▶ Travail à faire:
a) Recopiez mot pour mot le passage du fil de discussion sur Time Machine qui commence par les mots « Le probleme c » et se termine par « Moonwalker (3 Janvier 2010) ».
b) Dans le fil de discussion sur Time Machine, quel utilitaire Moonwalker indique-t-il pour récupérer ses anciennes données ?
c) Prolongez le fil de discussion sur Time Machine à partir de la dernière phrase du message de Nemrode.

▶ Extrait proposé:

# Comment restaurer des comptes Mail avec Time machine



## Nemrode (3 Janvier 2010)

Bonjour a tous,

Je viens de reformaté mon Macbook et j aimerai pouvoir recuperé mes comptes et emails a partir d une sauvegarde time machine que j ai faite quelques jours auparavant.
Le probleme c est que lorsque je lance time machine je vois dans la barre de droite toutes mes anciennes sauvegarde mais je ne peux pas naviguer dedans et les mettre au premier plan.
Je ne peux qu acceder a la derniere sauvegarde (celle de ma nouvelle installation)

Quelqu'un peut il m'aider avec mon probleme ou me donner un lien vers un site qui donne des explications completes sur l utilisation de time machine ???

Merci a tous


----------



## Moonwalker (3 Janvier 2010)

Question de droits unix sans doute.

Bon. De toute façon, ce n'est pas comme cela qu'on récupère ses anciennes données => /Applications/Utilitaires/Assistant de migration.


----------



## Nemrode (3 Janvier 2010)

La raison pour laquelle j ai reinstaller mon macbook c est que j avais un probleme avec. Au debut il ne sortait plus de veille...J entendais le lecteur cd et le disque dur se remettre en marche mais l ecran restait noir.

Entrées d'un jeu de données:
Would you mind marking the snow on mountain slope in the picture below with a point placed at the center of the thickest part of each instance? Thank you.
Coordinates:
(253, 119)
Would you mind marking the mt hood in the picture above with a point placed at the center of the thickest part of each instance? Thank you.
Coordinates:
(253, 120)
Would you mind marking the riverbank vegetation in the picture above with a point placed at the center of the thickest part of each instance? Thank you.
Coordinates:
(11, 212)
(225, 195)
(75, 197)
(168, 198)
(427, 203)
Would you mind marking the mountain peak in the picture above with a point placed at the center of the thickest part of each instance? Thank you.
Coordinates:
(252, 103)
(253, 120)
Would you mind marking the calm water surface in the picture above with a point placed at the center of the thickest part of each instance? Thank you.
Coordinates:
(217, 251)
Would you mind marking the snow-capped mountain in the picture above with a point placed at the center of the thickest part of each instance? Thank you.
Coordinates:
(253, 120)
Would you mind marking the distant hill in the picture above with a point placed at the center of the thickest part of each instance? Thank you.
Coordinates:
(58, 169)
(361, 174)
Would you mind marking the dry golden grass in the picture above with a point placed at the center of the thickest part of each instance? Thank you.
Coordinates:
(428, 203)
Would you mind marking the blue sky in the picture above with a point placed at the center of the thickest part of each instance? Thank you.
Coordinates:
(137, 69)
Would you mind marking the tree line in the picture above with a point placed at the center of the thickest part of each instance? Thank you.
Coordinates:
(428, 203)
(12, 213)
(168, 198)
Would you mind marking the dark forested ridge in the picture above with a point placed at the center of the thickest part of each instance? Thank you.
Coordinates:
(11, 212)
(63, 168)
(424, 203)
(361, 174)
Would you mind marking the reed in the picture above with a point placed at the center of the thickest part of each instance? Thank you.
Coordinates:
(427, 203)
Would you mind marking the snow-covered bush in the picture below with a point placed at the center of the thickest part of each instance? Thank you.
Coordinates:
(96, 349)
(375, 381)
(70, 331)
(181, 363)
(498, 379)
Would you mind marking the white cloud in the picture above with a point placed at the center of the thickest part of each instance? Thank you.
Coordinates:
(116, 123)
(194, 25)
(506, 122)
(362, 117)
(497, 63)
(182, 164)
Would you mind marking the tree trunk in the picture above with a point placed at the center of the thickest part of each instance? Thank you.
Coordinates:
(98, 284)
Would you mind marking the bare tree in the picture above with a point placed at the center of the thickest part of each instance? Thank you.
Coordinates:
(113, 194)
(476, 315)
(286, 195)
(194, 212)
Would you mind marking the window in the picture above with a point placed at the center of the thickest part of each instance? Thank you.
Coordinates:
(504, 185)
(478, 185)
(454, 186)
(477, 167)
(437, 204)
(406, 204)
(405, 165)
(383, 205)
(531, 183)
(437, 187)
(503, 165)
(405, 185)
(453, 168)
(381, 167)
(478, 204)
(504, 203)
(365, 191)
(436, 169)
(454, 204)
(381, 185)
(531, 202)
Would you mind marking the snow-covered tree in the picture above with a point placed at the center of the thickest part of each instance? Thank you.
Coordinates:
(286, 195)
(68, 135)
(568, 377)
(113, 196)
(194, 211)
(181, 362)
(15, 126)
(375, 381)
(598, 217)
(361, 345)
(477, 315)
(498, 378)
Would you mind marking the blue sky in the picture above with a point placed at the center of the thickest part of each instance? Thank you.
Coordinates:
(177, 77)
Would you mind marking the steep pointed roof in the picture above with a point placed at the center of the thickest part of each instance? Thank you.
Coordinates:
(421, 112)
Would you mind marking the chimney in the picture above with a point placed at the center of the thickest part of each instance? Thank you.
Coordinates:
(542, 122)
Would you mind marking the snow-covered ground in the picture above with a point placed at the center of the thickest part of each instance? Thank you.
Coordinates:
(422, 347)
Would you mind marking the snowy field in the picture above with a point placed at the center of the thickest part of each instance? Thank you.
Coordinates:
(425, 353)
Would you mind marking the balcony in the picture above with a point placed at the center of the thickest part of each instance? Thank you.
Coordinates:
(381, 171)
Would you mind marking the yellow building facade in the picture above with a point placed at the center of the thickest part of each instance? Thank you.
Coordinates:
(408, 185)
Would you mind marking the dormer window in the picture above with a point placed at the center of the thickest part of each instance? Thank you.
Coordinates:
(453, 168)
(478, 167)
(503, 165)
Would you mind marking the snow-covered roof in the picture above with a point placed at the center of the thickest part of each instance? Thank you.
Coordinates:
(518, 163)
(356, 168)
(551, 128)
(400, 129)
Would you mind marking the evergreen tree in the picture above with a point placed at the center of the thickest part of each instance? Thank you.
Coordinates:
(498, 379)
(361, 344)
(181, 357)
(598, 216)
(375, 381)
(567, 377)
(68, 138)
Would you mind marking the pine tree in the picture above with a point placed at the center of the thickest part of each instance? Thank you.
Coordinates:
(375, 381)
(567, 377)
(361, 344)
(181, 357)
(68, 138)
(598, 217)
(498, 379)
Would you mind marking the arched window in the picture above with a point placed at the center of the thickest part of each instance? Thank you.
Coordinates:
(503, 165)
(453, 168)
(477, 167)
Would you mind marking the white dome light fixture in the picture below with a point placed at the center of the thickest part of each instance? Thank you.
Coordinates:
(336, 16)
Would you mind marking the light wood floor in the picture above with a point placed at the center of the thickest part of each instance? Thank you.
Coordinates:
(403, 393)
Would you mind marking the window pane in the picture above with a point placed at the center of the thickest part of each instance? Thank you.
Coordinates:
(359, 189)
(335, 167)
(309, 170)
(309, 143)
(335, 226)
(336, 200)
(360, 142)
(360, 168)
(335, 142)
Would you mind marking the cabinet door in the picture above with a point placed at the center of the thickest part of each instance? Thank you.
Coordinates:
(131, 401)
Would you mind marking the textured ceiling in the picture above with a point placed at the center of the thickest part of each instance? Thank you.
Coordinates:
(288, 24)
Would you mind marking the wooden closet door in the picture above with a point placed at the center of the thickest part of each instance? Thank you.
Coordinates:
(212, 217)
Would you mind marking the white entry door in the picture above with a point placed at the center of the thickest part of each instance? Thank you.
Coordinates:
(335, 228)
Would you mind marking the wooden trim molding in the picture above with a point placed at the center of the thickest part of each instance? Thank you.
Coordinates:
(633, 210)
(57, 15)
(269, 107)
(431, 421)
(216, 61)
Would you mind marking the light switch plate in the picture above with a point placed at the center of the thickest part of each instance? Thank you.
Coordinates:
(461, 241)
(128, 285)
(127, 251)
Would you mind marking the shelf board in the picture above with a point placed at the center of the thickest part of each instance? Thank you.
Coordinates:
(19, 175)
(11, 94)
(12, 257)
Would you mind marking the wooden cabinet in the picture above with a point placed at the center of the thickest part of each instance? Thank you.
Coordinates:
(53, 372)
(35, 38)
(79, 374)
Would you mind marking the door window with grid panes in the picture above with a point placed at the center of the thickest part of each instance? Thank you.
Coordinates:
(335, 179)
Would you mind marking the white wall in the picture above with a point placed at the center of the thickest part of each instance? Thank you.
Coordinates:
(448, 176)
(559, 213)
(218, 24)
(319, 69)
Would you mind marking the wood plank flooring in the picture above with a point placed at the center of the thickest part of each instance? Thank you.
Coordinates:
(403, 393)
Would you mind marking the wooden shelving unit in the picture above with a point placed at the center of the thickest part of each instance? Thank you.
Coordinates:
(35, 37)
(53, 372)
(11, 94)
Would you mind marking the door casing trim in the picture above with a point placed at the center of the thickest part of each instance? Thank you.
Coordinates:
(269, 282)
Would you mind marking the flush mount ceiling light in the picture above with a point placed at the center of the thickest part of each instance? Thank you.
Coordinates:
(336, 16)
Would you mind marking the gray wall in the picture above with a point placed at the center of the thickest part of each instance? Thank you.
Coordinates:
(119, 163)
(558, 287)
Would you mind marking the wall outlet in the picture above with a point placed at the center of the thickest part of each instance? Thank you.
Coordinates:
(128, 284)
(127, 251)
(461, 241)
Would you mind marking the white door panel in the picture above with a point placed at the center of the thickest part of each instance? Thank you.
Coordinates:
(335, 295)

▶ Réponses par tâche:
a)
Le probleme c est que lorsque je lance time machine je vois dans la barre de droite toutes mes anciennes sauvegarde mais je ne peux pas naviguer dedans et les mettre au premier plan.
Je ne peux qu acceder a la derniere sauvegarde (celle de ma nouvelle installation)

Quelqu'un peut il m'aider avec mon probleme ou me donner un lien vers un site qui donne des explications completes sur l utilisation de time machine ???

Merci a tous


----------



## Moonwalker (3 Janvier 2010)

b) L'Assistant de migration, dans /Applications/Utilitaires.

c)
Je l ai rammene la ou je l ai acheter et le technicien m a dit que c etait un probleme de ram et l a remplacee. Suite a cela chaque fois que le macbook se mettait en veille il en ressortait aussitot. retour chez le technicien qui m a dit que suite a mon ancien probleme je devais avoir des fichiers corrompus et que je devrais tout reinstaller.
Je l ai fait une premiere fois et j ai restaurer ma sauvegarde time capsule dans son ntegralite mais le probleme est revenu aussi.
La je viens de reformater et installer snow leopard et je n ai plus ce probleme...j essaie juste de recuperer mes donnees en evitant de reinstaller le fichier corrompu qui me posait le probleme....

Je suis nouveau sur le Mac et je dois avouer que je ne connais pas du tout time machine ...donc toute explication ou conseil est le bienvenu.

Merci d avance


----------



## Moonwalker (3 Janvier 2010)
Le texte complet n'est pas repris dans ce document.